About this exercise: Leaving the pictures aside, reproduce the data in full and word for word.

── Entries shown

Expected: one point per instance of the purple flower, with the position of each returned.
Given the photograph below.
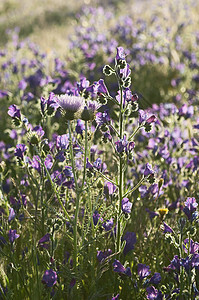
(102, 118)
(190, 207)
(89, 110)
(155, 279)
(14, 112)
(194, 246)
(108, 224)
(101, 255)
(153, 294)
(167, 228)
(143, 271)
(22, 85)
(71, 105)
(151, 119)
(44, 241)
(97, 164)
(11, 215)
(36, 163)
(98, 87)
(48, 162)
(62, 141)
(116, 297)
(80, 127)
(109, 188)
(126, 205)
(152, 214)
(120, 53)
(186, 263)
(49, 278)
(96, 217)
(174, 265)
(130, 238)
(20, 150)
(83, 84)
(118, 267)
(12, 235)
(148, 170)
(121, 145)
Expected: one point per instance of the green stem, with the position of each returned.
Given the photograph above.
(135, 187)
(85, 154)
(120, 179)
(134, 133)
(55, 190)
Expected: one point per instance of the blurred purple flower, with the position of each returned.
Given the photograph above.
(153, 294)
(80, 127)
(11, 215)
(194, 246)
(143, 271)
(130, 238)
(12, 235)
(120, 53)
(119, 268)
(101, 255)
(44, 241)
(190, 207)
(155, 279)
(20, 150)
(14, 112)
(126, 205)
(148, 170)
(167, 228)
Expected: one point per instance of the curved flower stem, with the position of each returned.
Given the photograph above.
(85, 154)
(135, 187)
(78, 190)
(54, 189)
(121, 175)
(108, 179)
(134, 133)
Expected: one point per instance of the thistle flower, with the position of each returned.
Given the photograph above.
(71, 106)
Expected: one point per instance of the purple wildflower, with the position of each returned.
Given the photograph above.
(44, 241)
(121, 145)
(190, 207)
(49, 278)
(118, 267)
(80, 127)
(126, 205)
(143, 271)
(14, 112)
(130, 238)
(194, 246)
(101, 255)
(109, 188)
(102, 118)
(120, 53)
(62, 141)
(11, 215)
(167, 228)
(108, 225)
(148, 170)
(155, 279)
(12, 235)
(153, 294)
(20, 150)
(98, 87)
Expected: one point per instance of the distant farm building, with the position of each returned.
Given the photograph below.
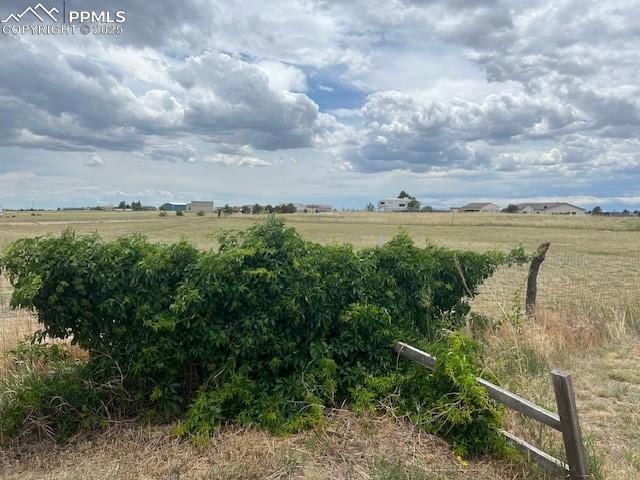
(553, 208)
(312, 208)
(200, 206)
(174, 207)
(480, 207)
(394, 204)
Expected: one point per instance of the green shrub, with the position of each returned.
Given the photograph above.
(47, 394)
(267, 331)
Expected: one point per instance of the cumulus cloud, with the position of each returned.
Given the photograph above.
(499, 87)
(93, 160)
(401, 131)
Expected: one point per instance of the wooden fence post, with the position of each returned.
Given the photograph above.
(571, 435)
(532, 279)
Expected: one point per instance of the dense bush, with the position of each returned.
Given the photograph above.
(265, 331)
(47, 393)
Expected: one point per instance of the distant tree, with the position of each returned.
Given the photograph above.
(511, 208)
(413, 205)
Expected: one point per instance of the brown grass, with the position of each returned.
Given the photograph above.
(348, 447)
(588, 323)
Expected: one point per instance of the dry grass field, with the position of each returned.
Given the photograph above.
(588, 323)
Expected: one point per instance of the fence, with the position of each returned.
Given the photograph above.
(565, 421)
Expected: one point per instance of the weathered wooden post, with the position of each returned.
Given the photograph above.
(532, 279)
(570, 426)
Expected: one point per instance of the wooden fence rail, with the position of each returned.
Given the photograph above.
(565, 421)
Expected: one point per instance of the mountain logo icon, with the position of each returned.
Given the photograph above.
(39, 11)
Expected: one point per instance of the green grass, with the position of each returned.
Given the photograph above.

────

Task result:
Expected: one point per instance of the purple flower, with the position of each returned.
Given the photograph below.
(102, 118)
(190, 207)
(89, 110)
(155, 279)
(14, 112)
(194, 246)
(108, 224)
(101, 255)
(153, 294)
(167, 228)
(143, 271)
(22, 85)
(71, 105)
(151, 119)
(44, 241)
(97, 164)
(11, 215)
(36, 163)
(98, 87)
(48, 162)
(62, 141)
(116, 297)
(80, 127)
(109, 188)
(126, 205)
(152, 214)
(120, 53)
(186, 263)
(49, 278)
(96, 217)
(174, 265)
(130, 238)
(20, 150)
(83, 84)
(118, 267)
(12, 235)
(148, 170)
(121, 145)
Expected: one point per instance of the green stem, with the position of each returned.
Given the photograph above.
(135, 187)
(85, 154)
(120, 179)
(134, 133)
(55, 190)
Expected: one point per instance of the blurred purple flower, with the position of each returned.
Given the photograph above.
(153, 294)
(80, 127)
(11, 215)
(194, 246)
(143, 271)
(130, 238)
(12, 235)
(120, 53)
(119, 268)
(101, 255)
(44, 241)
(190, 207)
(155, 279)
(20, 150)
(14, 112)
(126, 205)
(148, 170)
(167, 228)
Expected: one point per instance of the curved flower stem, with the position of each returned.
Given the photograph above.
(85, 154)
(135, 187)
(78, 190)
(54, 189)
(121, 175)
(108, 179)
(134, 133)
Expected: one point per instance of the thistle flower, with the position of each returned.
Given the photograph above.
(71, 106)
Expected: one point per instance of the purple wildflower, with the position of each returned.
Given the photograph above.
(44, 241)
(121, 145)
(190, 207)
(49, 278)
(118, 267)
(80, 127)
(126, 205)
(143, 271)
(14, 112)
(130, 238)
(194, 246)
(101, 255)
(109, 188)
(102, 118)
(120, 53)
(62, 141)
(11, 215)
(167, 228)
(108, 225)
(148, 170)
(155, 279)
(12, 235)
(153, 294)
(20, 150)
(98, 87)
Expected: one point per instance of the distant farm building, with the position of each returned.
Given the photograph below.
(553, 208)
(312, 208)
(200, 206)
(174, 207)
(480, 207)
(394, 204)
Expected: one point per instance of the green shrub, with the position of each returned.
Given the photograph above.
(47, 394)
(267, 331)
Expected: one point per instance of the cumulus cloud, with the position of each returned.
Given the photograph above.
(499, 87)
(93, 160)
(401, 131)
Expected: one point per instance of the wooden fence post, with the position of each returned.
Given the photograph above.
(571, 435)
(532, 279)
Expected: one point per instance of the dense bush, with the position of each returned.
Given the photograph above.
(265, 331)
(47, 393)
Expected: one point per instance of the distant tree, with the position of each returned.
Given the photograph above.
(511, 208)
(413, 205)
Expected: one point per instance of the brown grass, with the position of each returned.
Given the photograph above.
(348, 447)
(588, 323)
Expected: one point per instance of the dry grass field, with the position of each returned.
Given the photograph above.
(588, 323)
Expected: one point per instance of the fence, with the position of each returned.
Given the photograph above.
(565, 421)
Expected: one point per instance of the weathered wooden post, with the position of each returned.
Given the photograph above.
(532, 279)
(570, 426)
Expected: one point per instance of the wooden fence rail, with the position of each returned.
Given the photograph above.
(565, 421)
Expected: one point per instance of the mountain logo icon, with the position of each returned.
Given the photograph above.
(39, 11)
Expected: one point per instance of the green grass, with the position of each returned.
Given the photograph above.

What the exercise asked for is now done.